### What you need to do
Look through the data below for the string "foliage", and copy every line where it turns up.

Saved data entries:
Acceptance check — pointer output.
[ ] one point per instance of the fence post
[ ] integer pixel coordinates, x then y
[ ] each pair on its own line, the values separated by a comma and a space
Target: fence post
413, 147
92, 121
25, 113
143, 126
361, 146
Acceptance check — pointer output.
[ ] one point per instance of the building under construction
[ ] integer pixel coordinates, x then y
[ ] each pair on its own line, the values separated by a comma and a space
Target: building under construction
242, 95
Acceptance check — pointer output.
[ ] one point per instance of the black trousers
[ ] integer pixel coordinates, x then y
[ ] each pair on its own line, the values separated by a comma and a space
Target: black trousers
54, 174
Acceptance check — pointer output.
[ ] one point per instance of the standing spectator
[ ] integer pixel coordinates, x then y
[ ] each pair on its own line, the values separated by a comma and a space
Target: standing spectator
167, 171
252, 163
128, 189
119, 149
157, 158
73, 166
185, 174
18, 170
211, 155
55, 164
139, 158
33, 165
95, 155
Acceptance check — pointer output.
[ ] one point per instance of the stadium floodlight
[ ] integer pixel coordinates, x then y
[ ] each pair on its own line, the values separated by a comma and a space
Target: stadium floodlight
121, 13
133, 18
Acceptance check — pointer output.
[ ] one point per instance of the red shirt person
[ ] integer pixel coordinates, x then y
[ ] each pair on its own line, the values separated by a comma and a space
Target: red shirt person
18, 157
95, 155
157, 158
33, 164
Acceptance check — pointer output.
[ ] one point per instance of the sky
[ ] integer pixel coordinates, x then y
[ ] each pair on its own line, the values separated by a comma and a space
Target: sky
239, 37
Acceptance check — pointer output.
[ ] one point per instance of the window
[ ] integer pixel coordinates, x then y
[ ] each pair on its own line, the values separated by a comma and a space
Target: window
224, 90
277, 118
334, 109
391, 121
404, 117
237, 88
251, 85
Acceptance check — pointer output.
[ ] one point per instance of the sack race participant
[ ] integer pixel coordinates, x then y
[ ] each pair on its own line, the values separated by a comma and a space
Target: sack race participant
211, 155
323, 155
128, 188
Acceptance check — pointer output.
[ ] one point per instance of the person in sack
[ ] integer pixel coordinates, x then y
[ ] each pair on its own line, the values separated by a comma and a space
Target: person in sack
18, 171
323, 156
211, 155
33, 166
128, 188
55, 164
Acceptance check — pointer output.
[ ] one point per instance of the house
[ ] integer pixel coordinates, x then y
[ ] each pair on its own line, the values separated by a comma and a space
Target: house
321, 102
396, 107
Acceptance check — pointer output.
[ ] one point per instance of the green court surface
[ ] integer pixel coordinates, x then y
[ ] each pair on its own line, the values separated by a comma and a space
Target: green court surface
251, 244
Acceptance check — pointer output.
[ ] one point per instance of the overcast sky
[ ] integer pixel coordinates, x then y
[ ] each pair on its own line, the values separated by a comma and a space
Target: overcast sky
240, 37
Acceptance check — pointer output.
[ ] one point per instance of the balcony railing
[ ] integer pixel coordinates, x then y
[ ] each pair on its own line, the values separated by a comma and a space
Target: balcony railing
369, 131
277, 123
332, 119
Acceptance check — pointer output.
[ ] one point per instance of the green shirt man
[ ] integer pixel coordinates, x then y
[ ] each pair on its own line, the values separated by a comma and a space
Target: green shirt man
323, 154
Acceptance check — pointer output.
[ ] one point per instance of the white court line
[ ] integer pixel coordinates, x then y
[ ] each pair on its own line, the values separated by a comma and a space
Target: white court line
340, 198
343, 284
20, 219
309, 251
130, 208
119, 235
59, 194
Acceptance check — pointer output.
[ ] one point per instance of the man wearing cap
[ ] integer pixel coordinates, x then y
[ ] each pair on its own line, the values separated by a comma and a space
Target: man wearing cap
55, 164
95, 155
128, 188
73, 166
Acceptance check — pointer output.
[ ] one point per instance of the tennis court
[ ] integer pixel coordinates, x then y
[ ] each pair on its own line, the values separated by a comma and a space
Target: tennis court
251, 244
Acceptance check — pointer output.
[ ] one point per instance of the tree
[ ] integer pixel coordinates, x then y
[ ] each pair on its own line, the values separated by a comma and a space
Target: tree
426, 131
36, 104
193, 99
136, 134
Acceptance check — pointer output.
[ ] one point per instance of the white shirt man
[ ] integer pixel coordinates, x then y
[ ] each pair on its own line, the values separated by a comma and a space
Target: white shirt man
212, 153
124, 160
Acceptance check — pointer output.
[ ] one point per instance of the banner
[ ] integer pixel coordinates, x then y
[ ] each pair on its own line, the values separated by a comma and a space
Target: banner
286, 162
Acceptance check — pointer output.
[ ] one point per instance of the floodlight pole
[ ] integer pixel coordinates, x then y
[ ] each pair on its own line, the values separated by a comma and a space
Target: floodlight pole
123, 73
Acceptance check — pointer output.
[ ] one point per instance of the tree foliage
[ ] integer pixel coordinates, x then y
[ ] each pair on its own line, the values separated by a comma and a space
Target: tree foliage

### Output for this exercise
[ ] one point per instance of the tree foliage
Target: tree foliage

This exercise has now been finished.